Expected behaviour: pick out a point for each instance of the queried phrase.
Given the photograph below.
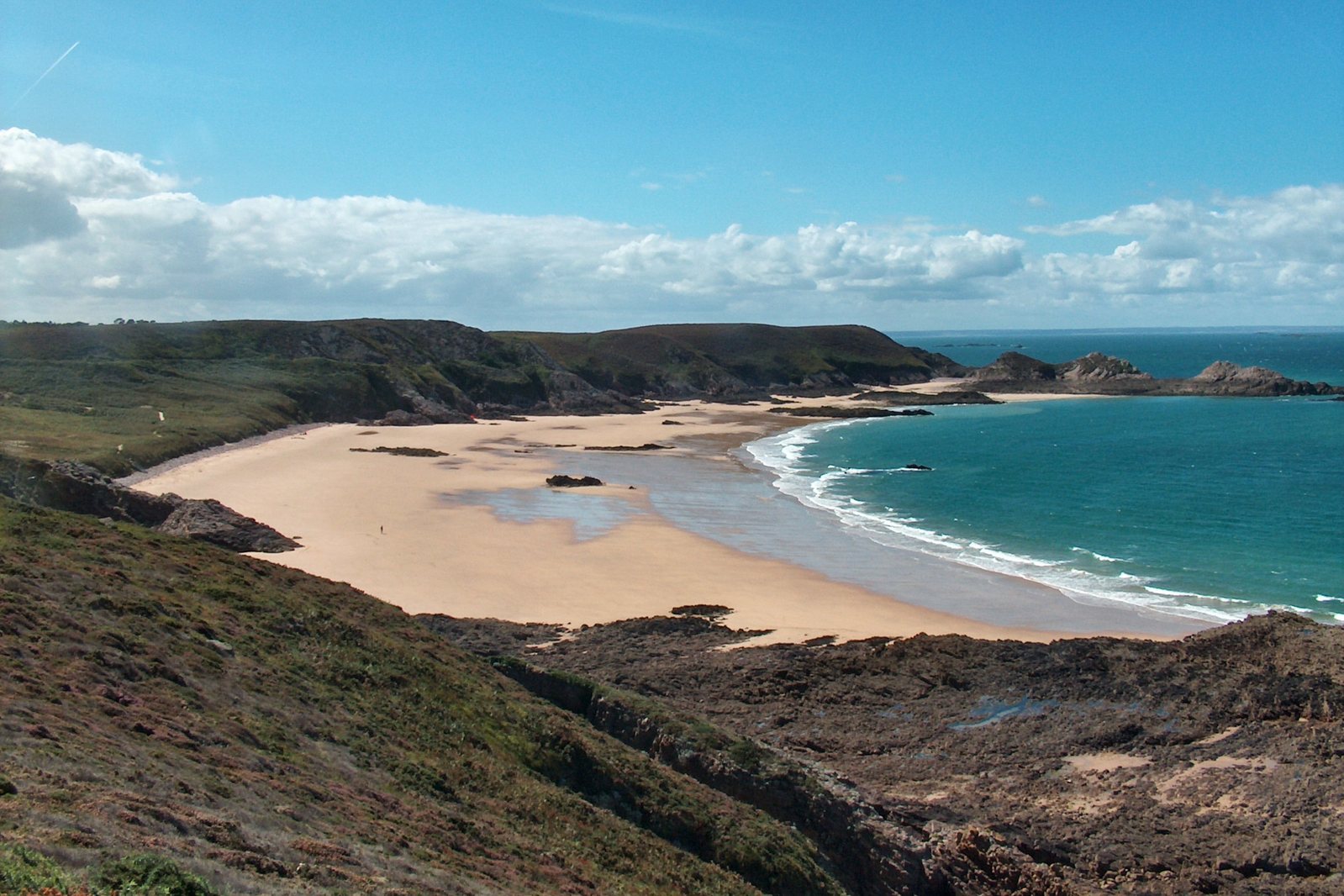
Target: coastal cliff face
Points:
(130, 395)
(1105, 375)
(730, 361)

---

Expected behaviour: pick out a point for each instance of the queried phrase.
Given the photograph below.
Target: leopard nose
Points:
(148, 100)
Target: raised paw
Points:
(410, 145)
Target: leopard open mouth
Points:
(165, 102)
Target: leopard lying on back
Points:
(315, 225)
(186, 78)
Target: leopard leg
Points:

---

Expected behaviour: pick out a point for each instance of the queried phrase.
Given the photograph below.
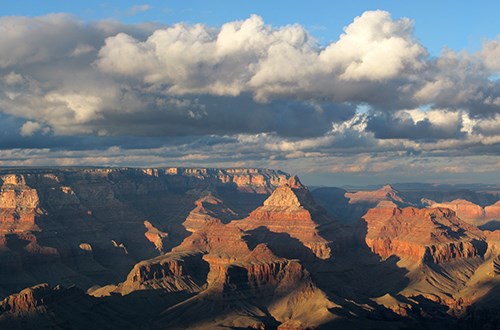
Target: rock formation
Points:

DIRECTIONS FOR THIS TASK:
How many of the lines above contain the word "Target"? Give only the number.

FINISHED EXERCISE:
7